* [Task goal] Show every line of the data below that contains the string "item".
▼▼▼
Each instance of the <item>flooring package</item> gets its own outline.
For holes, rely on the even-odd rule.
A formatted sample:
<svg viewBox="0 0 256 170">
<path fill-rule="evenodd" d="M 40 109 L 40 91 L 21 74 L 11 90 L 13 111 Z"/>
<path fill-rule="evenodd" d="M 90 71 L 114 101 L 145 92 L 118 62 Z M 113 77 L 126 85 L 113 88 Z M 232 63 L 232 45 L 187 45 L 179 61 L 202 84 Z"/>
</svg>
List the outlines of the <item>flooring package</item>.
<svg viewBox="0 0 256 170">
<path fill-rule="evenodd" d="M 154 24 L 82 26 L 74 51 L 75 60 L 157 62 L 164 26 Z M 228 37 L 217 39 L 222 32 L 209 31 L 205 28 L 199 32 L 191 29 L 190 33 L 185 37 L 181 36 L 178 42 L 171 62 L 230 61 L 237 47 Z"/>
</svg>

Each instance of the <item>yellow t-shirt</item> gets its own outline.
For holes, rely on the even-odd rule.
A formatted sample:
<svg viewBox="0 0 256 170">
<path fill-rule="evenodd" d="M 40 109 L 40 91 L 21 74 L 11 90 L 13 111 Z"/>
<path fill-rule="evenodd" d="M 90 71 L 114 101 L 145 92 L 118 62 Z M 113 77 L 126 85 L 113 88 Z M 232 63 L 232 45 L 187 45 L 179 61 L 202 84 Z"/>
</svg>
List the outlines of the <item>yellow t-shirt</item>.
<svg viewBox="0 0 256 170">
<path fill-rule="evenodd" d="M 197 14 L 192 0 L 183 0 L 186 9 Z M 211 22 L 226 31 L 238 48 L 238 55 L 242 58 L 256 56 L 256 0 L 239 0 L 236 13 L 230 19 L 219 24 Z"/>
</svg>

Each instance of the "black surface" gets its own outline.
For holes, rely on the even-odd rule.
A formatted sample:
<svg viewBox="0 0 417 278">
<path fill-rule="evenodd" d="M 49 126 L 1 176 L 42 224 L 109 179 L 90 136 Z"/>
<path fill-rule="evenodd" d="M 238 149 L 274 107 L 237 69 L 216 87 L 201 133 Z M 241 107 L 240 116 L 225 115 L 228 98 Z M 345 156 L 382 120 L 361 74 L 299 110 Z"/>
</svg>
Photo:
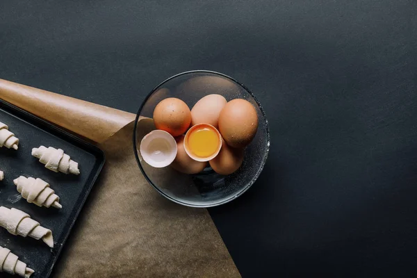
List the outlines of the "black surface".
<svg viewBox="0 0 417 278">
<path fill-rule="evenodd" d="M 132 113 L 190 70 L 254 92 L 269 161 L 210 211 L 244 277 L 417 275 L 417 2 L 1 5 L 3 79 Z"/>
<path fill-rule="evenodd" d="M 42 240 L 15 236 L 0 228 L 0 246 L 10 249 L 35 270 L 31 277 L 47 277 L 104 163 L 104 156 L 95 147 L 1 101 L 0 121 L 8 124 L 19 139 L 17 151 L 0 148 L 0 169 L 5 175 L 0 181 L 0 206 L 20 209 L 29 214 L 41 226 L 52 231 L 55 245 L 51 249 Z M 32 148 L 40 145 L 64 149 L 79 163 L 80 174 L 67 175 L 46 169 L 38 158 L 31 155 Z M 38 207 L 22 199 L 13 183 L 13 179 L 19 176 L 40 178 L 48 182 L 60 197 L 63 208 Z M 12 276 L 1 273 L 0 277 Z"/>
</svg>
▲▲▲
▼▼▼
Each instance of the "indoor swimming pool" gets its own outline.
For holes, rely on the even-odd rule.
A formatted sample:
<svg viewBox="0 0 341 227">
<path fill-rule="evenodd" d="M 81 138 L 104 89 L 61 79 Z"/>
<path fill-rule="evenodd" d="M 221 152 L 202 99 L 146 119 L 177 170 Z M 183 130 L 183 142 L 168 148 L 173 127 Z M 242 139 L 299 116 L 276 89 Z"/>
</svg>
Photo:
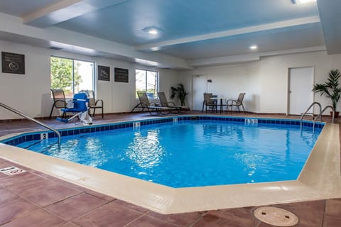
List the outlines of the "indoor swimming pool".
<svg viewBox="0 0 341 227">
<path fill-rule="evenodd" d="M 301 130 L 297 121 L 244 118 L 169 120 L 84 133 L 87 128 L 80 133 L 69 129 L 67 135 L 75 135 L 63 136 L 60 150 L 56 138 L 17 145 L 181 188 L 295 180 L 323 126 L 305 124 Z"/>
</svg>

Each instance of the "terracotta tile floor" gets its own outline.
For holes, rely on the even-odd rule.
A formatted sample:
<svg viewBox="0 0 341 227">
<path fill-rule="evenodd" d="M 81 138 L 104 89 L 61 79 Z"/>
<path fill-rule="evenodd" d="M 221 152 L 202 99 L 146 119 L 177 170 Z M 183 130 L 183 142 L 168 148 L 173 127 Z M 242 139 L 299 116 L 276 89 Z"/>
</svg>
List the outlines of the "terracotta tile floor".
▲▲▲
▼▼▼
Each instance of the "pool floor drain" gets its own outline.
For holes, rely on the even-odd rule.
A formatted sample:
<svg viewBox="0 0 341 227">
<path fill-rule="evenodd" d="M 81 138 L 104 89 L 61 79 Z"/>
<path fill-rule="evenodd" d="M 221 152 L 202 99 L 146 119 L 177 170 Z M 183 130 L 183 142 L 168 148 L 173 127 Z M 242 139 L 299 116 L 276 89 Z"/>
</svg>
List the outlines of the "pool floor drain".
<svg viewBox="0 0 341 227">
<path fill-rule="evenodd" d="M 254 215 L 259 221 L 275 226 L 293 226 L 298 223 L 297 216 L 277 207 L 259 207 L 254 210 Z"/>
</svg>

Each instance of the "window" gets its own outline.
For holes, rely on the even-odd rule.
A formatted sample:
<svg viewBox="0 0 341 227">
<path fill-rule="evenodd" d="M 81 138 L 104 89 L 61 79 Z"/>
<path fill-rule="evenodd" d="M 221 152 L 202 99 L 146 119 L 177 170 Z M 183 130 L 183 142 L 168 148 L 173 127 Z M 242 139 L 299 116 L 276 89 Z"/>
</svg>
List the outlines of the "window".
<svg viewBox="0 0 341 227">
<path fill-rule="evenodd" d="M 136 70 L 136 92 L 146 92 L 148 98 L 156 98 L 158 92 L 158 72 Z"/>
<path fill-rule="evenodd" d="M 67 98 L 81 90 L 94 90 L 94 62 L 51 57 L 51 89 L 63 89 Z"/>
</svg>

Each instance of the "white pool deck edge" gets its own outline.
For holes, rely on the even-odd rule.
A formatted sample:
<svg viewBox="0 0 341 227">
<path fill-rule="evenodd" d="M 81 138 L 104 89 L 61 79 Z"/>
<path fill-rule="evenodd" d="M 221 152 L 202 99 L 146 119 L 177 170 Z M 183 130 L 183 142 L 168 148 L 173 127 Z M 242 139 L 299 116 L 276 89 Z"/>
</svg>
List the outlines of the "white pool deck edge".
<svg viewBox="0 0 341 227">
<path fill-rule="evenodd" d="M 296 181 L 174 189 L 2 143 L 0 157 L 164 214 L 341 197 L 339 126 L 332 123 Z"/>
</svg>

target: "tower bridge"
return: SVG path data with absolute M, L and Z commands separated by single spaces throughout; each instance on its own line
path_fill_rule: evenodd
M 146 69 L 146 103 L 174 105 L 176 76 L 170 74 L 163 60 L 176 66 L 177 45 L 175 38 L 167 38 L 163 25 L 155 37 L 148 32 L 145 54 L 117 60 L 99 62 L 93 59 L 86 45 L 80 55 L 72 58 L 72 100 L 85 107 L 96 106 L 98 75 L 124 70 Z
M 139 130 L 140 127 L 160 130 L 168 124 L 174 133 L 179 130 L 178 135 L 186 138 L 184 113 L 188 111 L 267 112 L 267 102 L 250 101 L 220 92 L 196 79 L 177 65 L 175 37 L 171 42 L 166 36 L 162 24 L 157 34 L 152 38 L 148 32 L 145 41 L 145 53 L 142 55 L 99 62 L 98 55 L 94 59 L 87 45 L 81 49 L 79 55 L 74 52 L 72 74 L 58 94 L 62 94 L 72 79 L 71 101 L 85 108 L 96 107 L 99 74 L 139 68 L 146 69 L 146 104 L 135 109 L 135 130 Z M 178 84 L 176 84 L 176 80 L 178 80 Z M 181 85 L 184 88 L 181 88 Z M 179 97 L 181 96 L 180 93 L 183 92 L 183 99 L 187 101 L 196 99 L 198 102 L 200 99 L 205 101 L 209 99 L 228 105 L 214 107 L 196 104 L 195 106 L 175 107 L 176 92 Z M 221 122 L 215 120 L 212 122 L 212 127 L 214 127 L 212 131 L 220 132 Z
▲▲▲
* [Correct response]
Each instance of the <item>flooring package</item> gets its own outline.
List the outlines of the <item>flooring package</item>.
Each instance of the <item>yellow t-shirt</item> gets its own outline.
List the outlines of the <item>yellow t-shirt</item>.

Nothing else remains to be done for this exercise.